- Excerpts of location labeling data
=======

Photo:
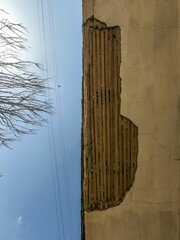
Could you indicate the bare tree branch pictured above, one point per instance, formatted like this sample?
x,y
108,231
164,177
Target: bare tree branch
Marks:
x,y
22,91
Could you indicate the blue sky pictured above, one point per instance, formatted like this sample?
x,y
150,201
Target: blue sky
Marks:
x,y
35,201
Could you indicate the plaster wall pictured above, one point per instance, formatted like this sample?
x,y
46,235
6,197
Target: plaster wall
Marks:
x,y
150,97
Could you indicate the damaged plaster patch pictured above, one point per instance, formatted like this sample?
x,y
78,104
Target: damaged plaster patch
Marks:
x,y
109,140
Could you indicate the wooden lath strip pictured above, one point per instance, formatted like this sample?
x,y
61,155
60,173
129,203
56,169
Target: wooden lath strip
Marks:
x,y
108,114
103,85
98,115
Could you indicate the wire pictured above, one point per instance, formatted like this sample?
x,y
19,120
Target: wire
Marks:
x,y
60,121
53,159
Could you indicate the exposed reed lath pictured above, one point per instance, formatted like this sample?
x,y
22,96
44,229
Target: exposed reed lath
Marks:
x,y
109,140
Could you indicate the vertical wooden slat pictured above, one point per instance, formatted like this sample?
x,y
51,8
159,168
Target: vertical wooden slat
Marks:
x,y
99,128
95,175
103,81
136,146
132,151
116,114
124,154
108,114
109,140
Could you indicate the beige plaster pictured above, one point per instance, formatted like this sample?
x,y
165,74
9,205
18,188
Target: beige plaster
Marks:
x,y
150,97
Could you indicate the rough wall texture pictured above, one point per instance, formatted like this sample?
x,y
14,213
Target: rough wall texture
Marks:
x,y
150,50
110,144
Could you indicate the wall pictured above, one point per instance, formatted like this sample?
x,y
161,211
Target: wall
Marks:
x,y
150,97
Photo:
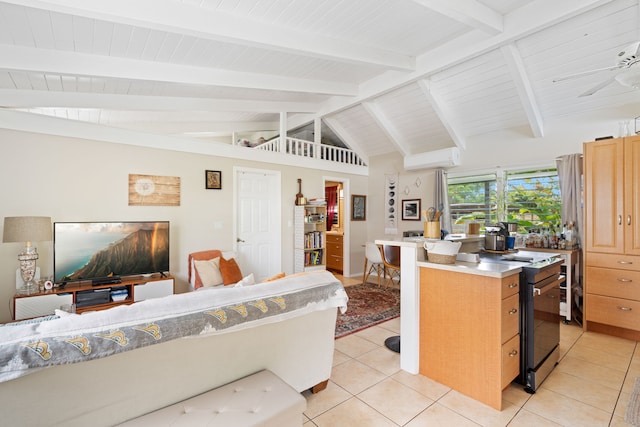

=======

- What this task involves
Write out all of the data above line for line without any changes, leaving the pictures out.

- Reply
Photo:
Could you indicate the bare tree branch pictured above, one point per instance, formatted like this sample?
x,y
108,231
164,177
Target: bare tree branch
Marks:
x,y
22,91
Could you indicate the blue sky pictured above, one point per instance, formatted like this sample?
x,y
150,201
Target: blue sky
Marks:
x,y
35,201
Could you indicate the plaster wall pictured above, one point per instance, formatted like this sample?
x,y
46,235
6,197
Target: plaster wall
Marks:
x,y
150,97
Could you indicate the damaged plaster patch pictured above, one point per instance, formatted like this sample?
x,y
78,104
Target: damaged plaster patch
Marks:
x,y
109,140
Could you indicate the wooden lath strip pictured above, one point per instance, formatted like this sample?
x,y
61,155
60,173
129,203
56,169
Target: wooden lath strip
Marks:
x,y
108,114
103,85
98,115
Could you indicate the wire pictured above, one point per instance, formatted like this sample?
x,y
19,120
Target: wire
Marks:
x,y
60,121
53,159
Could you indicate the exposed reed lath pictured above, one point per instance, formatted like this sample?
x,y
22,96
44,229
Target: exposed reed lath
Marks:
x,y
109,140
Could you indicate the vertical wooden slat pictured above, one point per instance, formatted like this sample?
x,y
51,8
159,168
Target: vertical wooden slat
Marks:
x,y
99,128
95,175
103,81
136,146
132,151
116,114
124,154
108,114
109,140
Could you indicate the beige plaster pictured above, one point per instance, formatted like this sample?
x,y
165,74
9,205
18,188
Target: beige plaster
Marks:
x,y
150,97
Could you indicate the rough wall texture pictured above, one point per instance, formatted like this sample?
x,y
14,213
Target: rough wall texture
Marks:
x,y
150,50
110,144
Could you indicate the wall pictured above, one point per instance, formatted like this sample?
x,y
161,211
Target: wall
Marks:
x,y
150,97
Photo:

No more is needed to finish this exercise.